RECORD LIST —
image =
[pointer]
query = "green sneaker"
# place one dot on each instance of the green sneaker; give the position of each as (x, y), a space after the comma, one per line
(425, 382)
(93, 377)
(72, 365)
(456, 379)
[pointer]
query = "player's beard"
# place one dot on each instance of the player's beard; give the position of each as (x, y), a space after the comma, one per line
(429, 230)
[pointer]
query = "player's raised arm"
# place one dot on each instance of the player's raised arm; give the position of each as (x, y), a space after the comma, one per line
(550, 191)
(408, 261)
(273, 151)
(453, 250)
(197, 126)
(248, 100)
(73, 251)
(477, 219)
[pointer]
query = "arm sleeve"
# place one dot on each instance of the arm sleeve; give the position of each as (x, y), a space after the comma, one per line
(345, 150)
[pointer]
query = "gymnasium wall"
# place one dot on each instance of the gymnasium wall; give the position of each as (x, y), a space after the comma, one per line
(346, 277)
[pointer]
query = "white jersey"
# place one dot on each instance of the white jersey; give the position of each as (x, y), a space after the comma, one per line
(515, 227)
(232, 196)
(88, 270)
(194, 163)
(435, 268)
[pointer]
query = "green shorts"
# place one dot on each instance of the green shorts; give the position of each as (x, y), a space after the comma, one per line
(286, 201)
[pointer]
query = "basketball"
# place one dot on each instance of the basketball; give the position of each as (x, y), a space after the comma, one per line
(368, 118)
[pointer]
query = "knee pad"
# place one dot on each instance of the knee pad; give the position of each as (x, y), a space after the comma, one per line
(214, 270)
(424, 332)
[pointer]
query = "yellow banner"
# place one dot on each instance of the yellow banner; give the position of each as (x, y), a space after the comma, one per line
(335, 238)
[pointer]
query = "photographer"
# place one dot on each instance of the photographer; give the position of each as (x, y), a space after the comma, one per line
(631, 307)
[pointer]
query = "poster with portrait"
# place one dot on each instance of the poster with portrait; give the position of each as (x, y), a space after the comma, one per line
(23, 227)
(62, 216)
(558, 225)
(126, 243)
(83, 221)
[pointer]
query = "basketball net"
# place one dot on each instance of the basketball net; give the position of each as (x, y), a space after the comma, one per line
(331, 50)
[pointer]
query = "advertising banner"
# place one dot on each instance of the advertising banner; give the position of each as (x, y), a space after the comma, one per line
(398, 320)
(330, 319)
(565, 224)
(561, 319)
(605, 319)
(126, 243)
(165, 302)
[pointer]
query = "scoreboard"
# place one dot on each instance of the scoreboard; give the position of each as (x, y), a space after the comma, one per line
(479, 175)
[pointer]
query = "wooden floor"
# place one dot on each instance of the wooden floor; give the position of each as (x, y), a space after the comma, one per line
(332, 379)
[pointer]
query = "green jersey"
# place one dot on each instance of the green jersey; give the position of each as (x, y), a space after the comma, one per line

CHALLENGE — Could you transcribe the records in full, exactly?

COMPLETE ANSWER —
image =
[pointer]
query = "green sneaker"
# place one dot on each instance of the green sneaker; give the position of each as (x, y), a space after the comma, one per line
(425, 382)
(93, 377)
(72, 365)
(456, 379)
[pointer]
query = "player's beard"
# place one dot on each instance of the player's beard; give the position of each as (x, y), a space after the comma, one per line
(429, 230)
[pointer]
query = "player's raised arm"
# place one dot on each instance of the player's raised arm; give the position of each as (x, y), a space after the comma, one per line
(550, 191)
(408, 261)
(273, 151)
(453, 250)
(197, 126)
(248, 100)
(73, 251)
(477, 219)
[pointer]
query = "arm sleeve"
# place one dot on each instance of the arm sleeve; give the position of each as (x, y), a space after the comma, one per line
(345, 150)
[pointer]
query = "gymnasium wall"
# place one dot on each instance of the gymnasium wall; give the position of each as (x, y), a space after the comma, one per line
(346, 277)
[pointer]
query = "white jersey"
# place one dot on each instance of the white jersey; give the position of each as (x, y), a space after the comma, one per line
(515, 227)
(232, 196)
(88, 270)
(194, 163)
(435, 268)
[pointer]
query = "green shorts"
# place one dot on each instance of the green shorts; give the position of each as (x, y), a space after the comma, one per line
(286, 201)
[pointer]
query = "basketball"
# place one dot on each instance of the basketball; give the position of each as (x, y), a space after the comma, one per line
(368, 118)
[pointer]
query = "knee pad"
# place one dot on each instance of the knee pad; give the position of each as (x, y), a space after the comma, one per line
(214, 270)
(424, 332)
[pointer]
query = "yellow banner"
# place one dot on each instance of the yellow banner; give the position of each as (x, y), a space after the comma, one per line
(335, 238)
[pointer]
query = "photographer"
# place one dot on each instance of the photographer; give the position of each as (x, y), a space after the comma, one per line
(631, 307)
[pointer]
query = "poster with portrait"
# place one dot on each instance of the poster with portrait; give the position of each as (x, y), a space after the comma, one per line
(23, 227)
(62, 216)
(558, 225)
(126, 243)
(83, 221)
[pointer]
query = "basketball net"
# place one dot on each instance of the basketball net; give the position of each as (x, y), a space after the comma, one per line
(331, 50)
[pointer]
query = "advertising banner"
# place one dot on each instance of the advertising banner; give the position of each as (x, y), a space after the comma, one per line
(398, 320)
(330, 319)
(565, 224)
(561, 319)
(605, 319)
(126, 243)
(165, 302)
[pointer]
query = "scoreboard"
# place one dot on each instance of the scoreboard; give the position of each as (x, y), a space after the comma, one per line
(479, 175)
[pointer]
query = "wooden floor"
# place one dot on each instance of the wooden floor; give the position of each as (x, y), a space after the comma, one per line
(332, 379)
[pointer]
query = "green jersey"
# place one dot on each instance of the green jersey; give the position of each as (x, y), a space after the comma, one per line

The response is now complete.